== Given records ==

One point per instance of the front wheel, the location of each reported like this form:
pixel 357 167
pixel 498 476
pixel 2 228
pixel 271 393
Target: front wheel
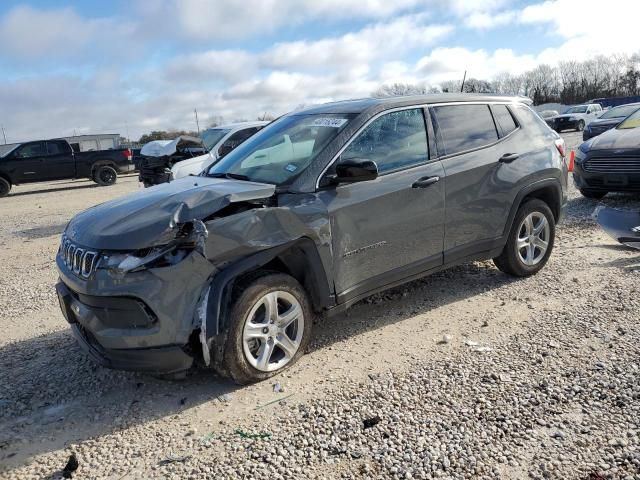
pixel 5 187
pixel 595 194
pixel 271 321
pixel 105 175
pixel 530 240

===

## Your goal:
When you output the listing, reproduce it exactly but drop its pictures.

## Worked solution:
One point per instance of the front wheel, the location of each reported like this form:
pixel 357 167
pixel 498 476
pixel 2 228
pixel 271 393
Target: front wheel
pixel 5 187
pixel 595 194
pixel 271 321
pixel 105 175
pixel 530 240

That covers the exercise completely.